> [WHAT IS REQUIRED] Pick out every line below that contains the string "roof" and copy each one in full. Matching is case-sensitive.

> [ROWS]
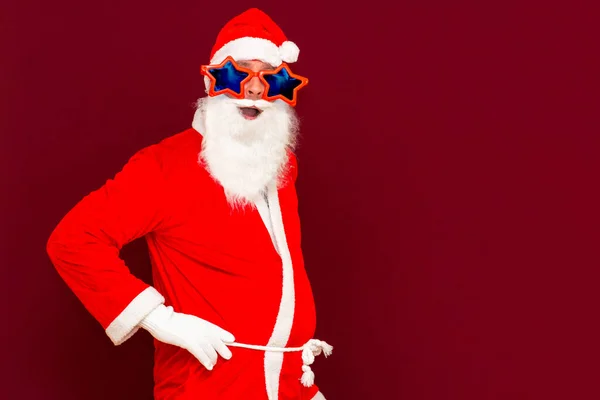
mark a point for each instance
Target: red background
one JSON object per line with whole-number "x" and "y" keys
{"x": 448, "y": 182}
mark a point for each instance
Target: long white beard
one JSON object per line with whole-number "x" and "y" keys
{"x": 245, "y": 156}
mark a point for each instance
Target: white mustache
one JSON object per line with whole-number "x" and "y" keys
{"x": 260, "y": 104}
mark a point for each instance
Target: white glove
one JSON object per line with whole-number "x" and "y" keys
{"x": 201, "y": 338}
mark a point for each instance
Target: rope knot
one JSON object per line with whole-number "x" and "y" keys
{"x": 310, "y": 350}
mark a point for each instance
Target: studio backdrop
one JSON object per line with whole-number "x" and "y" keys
{"x": 448, "y": 187}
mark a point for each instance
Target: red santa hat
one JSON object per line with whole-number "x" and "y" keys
{"x": 253, "y": 35}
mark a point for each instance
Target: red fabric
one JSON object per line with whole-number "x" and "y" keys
{"x": 251, "y": 23}
{"x": 208, "y": 260}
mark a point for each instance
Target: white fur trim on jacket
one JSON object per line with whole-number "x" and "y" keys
{"x": 285, "y": 317}
{"x": 251, "y": 48}
{"x": 126, "y": 324}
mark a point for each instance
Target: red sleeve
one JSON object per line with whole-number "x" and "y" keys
{"x": 85, "y": 245}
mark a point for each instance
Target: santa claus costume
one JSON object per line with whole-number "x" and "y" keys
{"x": 223, "y": 253}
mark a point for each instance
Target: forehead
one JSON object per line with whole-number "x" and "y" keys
{"x": 255, "y": 65}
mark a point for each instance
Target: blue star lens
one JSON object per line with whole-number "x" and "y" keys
{"x": 228, "y": 77}
{"x": 281, "y": 83}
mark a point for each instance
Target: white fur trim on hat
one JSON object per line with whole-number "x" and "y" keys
{"x": 251, "y": 48}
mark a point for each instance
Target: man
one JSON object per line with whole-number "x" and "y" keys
{"x": 231, "y": 308}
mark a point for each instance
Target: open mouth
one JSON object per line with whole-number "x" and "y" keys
{"x": 250, "y": 112}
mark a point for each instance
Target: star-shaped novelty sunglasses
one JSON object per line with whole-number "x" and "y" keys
{"x": 228, "y": 77}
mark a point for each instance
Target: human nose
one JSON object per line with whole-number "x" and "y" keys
{"x": 254, "y": 89}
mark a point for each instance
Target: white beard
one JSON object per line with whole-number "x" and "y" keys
{"x": 245, "y": 156}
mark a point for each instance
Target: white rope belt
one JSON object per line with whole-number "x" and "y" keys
{"x": 310, "y": 350}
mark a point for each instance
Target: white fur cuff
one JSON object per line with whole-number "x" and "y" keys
{"x": 126, "y": 324}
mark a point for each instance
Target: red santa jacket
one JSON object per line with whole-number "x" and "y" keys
{"x": 208, "y": 260}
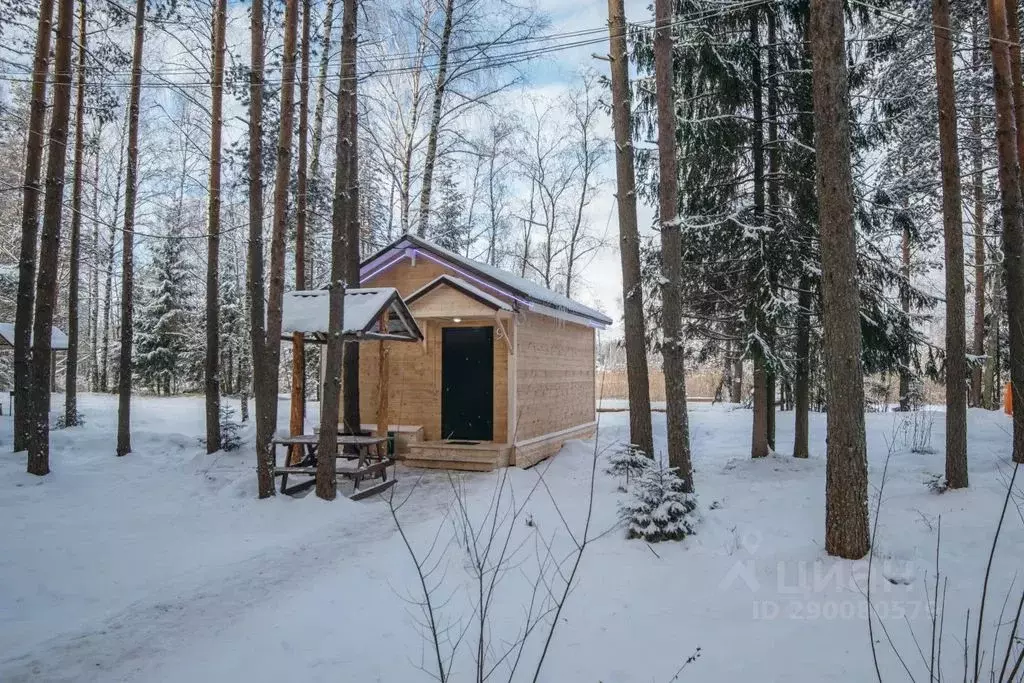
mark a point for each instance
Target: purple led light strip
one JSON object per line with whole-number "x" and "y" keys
{"x": 502, "y": 292}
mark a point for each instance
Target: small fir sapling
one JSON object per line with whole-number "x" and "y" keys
{"x": 657, "y": 508}
{"x": 629, "y": 463}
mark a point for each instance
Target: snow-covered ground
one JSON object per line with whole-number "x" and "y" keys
{"x": 163, "y": 566}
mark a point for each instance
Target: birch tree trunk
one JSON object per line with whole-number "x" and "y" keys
{"x": 341, "y": 213}
{"x": 298, "y": 402}
{"x": 846, "y": 489}
{"x": 629, "y": 236}
{"x": 317, "y": 135}
{"x": 74, "y": 256}
{"x": 30, "y": 229}
{"x": 265, "y": 401}
{"x": 212, "y": 370}
{"x": 982, "y": 379}
{"x": 956, "y": 475}
{"x": 1010, "y": 143}
{"x": 351, "y": 383}
{"x": 802, "y": 380}
{"x": 904, "y": 302}
{"x": 440, "y": 84}
{"x": 760, "y": 446}
{"x": 49, "y": 246}
{"x": 673, "y": 344}
{"x": 127, "y": 261}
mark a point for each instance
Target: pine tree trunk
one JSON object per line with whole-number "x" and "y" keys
{"x": 74, "y": 256}
{"x": 440, "y": 84}
{"x": 760, "y": 441}
{"x": 49, "y": 247}
{"x": 956, "y": 474}
{"x": 127, "y": 261}
{"x": 212, "y": 370}
{"x": 904, "y": 299}
{"x": 341, "y": 213}
{"x": 94, "y": 278}
{"x": 266, "y": 367}
{"x": 351, "y": 383}
{"x": 629, "y": 237}
{"x": 846, "y": 489}
{"x": 1010, "y": 145}
{"x": 982, "y": 378}
{"x": 802, "y": 380}
{"x": 774, "y": 189}
{"x": 673, "y": 344}
{"x": 317, "y": 135}
{"x": 736, "y": 389}
{"x": 30, "y": 229}
{"x": 265, "y": 398}
{"x": 298, "y": 402}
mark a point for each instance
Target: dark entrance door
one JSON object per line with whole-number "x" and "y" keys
{"x": 467, "y": 383}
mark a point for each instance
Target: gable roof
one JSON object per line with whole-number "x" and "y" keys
{"x": 537, "y": 297}
{"x": 462, "y": 286}
{"x": 308, "y": 311}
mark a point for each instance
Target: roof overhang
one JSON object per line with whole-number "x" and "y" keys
{"x": 369, "y": 313}
{"x": 411, "y": 248}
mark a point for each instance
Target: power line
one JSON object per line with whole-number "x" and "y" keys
{"x": 479, "y": 62}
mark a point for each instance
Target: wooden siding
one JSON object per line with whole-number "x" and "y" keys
{"x": 443, "y": 301}
{"x": 554, "y": 376}
{"x": 528, "y": 455}
{"x": 415, "y": 387}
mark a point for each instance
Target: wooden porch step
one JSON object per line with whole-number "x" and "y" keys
{"x": 374, "y": 469}
{"x": 360, "y": 494}
{"x": 451, "y": 465}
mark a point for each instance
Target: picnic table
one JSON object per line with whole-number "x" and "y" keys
{"x": 370, "y": 454}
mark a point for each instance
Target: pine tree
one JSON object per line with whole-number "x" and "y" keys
{"x": 449, "y": 228}
{"x": 165, "y": 323}
{"x": 657, "y": 507}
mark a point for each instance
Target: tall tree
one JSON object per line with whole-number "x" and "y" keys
{"x": 298, "y": 403}
{"x": 760, "y": 445}
{"x": 981, "y": 385}
{"x": 212, "y": 370}
{"x": 127, "y": 258}
{"x": 30, "y": 228}
{"x": 266, "y": 399}
{"x": 49, "y": 247}
{"x": 846, "y": 488}
{"x": 956, "y": 476}
{"x": 267, "y": 402}
{"x": 629, "y": 236}
{"x": 440, "y": 85}
{"x": 351, "y": 382}
{"x": 1010, "y": 144}
{"x": 673, "y": 344}
{"x": 71, "y": 368}
{"x": 331, "y": 402}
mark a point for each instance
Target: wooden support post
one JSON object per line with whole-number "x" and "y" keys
{"x": 382, "y": 385}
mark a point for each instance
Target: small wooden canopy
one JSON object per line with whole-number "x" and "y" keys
{"x": 58, "y": 340}
{"x": 377, "y": 313}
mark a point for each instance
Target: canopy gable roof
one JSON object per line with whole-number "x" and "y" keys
{"x": 307, "y": 312}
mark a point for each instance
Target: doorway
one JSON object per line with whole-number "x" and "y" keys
{"x": 468, "y": 383}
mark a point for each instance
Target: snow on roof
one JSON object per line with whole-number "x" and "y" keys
{"x": 460, "y": 284}
{"x": 307, "y": 311}
{"x": 517, "y": 286}
{"x": 58, "y": 340}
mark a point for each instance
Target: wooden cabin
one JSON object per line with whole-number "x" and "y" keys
{"x": 504, "y": 374}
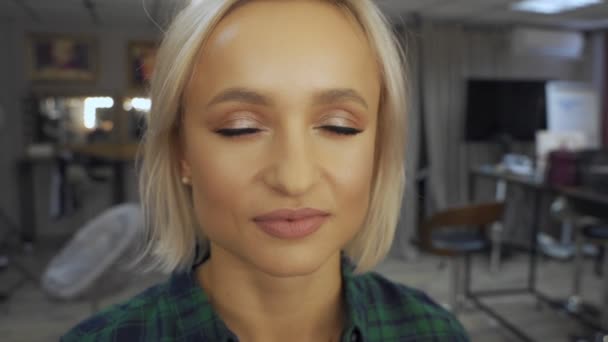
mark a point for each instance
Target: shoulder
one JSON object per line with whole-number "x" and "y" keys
{"x": 128, "y": 321}
{"x": 406, "y": 312}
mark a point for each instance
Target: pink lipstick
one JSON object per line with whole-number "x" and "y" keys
{"x": 291, "y": 224}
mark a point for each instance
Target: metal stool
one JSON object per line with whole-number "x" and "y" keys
{"x": 596, "y": 234}
{"x": 457, "y": 233}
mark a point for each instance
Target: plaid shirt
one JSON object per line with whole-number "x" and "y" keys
{"x": 179, "y": 310}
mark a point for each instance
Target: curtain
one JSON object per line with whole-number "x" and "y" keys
{"x": 453, "y": 53}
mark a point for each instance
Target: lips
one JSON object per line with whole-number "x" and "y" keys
{"x": 291, "y": 224}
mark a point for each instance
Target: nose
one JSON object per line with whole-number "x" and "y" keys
{"x": 294, "y": 168}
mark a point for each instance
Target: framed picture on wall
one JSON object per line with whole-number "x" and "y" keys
{"x": 56, "y": 57}
{"x": 141, "y": 60}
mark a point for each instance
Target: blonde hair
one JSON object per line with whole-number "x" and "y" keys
{"x": 172, "y": 228}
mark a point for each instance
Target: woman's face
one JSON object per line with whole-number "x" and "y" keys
{"x": 281, "y": 113}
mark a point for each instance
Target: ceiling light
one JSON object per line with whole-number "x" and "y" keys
{"x": 552, "y": 6}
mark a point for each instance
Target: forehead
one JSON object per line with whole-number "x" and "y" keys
{"x": 285, "y": 45}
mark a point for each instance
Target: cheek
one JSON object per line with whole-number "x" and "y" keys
{"x": 217, "y": 178}
{"x": 352, "y": 171}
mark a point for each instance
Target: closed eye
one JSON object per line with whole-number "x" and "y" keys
{"x": 342, "y": 130}
{"x": 234, "y": 132}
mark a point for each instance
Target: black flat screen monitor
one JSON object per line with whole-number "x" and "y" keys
{"x": 499, "y": 109}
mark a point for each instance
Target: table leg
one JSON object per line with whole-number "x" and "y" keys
{"x": 27, "y": 208}
{"x": 119, "y": 183}
{"x": 533, "y": 243}
{"x": 604, "y": 304}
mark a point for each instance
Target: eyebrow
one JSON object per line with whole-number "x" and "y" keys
{"x": 320, "y": 97}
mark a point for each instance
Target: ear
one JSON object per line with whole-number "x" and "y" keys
{"x": 180, "y": 150}
{"x": 184, "y": 168}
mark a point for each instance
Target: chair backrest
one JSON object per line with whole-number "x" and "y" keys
{"x": 475, "y": 216}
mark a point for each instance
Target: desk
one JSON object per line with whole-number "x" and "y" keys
{"x": 116, "y": 154}
{"x": 537, "y": 188}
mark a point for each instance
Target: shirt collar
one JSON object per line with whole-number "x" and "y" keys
{"x": 189, "y": 300}
{"x": 354, "y": 295}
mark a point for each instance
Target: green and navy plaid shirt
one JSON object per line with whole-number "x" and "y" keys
{"x": 179, "y": 310}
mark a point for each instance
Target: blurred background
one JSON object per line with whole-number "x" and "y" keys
{"x": 504, "y": 217}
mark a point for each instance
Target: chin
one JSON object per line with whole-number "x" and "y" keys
{"x": 291, "y": 261}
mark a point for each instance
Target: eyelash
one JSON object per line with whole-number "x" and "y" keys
{"x": 231, "y": 133}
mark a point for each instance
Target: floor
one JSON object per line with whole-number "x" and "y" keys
{"x": 29, "y": 307}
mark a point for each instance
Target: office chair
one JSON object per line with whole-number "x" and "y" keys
{"x": 456, "y": 233}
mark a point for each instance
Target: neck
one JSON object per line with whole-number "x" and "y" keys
{"x": 261, "y": 307}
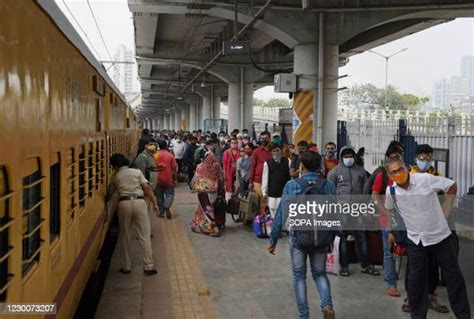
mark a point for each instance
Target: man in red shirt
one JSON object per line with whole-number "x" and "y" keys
{"x": 259, "y": 157}
{"x": 166, "y": 167}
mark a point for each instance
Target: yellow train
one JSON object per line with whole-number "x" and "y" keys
{"x": 61, "y": 118}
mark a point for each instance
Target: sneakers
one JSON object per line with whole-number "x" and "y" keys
{"x": 328, "y": 313}
{"x": 168, "y": 213}
{"x": 150, "y": 272}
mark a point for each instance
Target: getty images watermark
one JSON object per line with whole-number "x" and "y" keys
{"x": 358, "y": 212}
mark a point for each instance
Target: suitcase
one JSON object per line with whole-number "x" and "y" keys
{"x": 375, "y": 247}
{"x": 182, "y": 178}
{"x": 249, "y": 207}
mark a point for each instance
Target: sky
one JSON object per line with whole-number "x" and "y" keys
{"x": 431, "y": 55}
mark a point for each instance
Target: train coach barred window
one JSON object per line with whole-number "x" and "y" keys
{"x": 90, "y": 169}
{"x": 5, "y": 222}
{"x": 71, "y": 183}
{"x": 55, "y": 197}
{"x": 97, "y": 164}
{"x": 32, "y": 221}
{"x": 82, "y": 176}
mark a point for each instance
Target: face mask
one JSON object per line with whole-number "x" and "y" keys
{"x": 424, "y": 166}
{"x": 400, "y": 178}
{"x": 330, "y": 154}
{"x": 151, "y": 148}
{"x": 348, "y": 162}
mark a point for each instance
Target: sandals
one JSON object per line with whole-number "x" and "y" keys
{"x": 370, "y": 271}
{"x": 406, "y": 305}
{"x": 434, "y": 305}
{"x": 393, "y": 292}
{"x": 344, "y": 273}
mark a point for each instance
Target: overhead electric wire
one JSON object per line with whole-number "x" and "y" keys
{"x": 100, "y": 33}
{"x": 80, "y": 27}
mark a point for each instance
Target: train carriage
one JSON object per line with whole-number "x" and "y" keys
{"x": 61, "y": 117}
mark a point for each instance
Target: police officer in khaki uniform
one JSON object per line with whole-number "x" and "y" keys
{"x": 131, "y": 185}
{"x": 147, "y": 165}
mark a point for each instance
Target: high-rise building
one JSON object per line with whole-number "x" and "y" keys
{"x": 467, "y": 71}
{"x": 123, "y": 72}
{"x": 441, "y": 95}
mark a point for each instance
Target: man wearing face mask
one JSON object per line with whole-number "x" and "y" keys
{"x": 276, "y": 138}
{"x": 349, "y": 179}
{"x": 415, "y": 198}
{"x": 260, "y": 156}
{"x": 230, "y": 164}
{"x": 276, "y": 172}
{"x": 330, "y": 161}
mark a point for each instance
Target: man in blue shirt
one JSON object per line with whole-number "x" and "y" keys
{"x": 310, "y": 163}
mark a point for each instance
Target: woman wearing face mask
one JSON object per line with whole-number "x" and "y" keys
{"x": 243, "y": 168}
{"x": 230, "y": 164}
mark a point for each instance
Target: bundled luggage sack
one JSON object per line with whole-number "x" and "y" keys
{"x": 262, "y": 225}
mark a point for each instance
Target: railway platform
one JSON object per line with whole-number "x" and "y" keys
{"x": 233, "y": 276}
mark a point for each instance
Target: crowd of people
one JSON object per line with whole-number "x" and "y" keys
{"x": 219, "y": 167}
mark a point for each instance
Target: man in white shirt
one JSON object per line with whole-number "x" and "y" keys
{"x": 276, "y": 172}
{"x": 415, "y": 199}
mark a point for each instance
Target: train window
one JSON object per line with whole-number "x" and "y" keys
{"x": 98, "y": 115}
{"x": 32, "y": 221}
{"x": 102, "y": 161}
{"x": 97, "y": 164}
{"x": 71, "y": 184}
{"x": 82, "y": 176}
{"x": 55, "y": 197}
{"x": 90, "y": 169}
{"x": 5, "y": 222}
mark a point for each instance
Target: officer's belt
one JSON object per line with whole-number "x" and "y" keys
{"x": 130, "y": 198}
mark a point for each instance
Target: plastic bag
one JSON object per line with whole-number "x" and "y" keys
{"x": 332, "y": 260}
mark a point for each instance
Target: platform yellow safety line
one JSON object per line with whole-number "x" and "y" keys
{"x": 303, "y": 108}
{"x": 189, "y": 291}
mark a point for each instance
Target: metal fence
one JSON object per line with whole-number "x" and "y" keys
{"x": 454, "y": 133}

> [EXERCISE RESPONSE]
Target: gable roof
Target: roof overhang
Target: canopy gable roof
Target: snow on roof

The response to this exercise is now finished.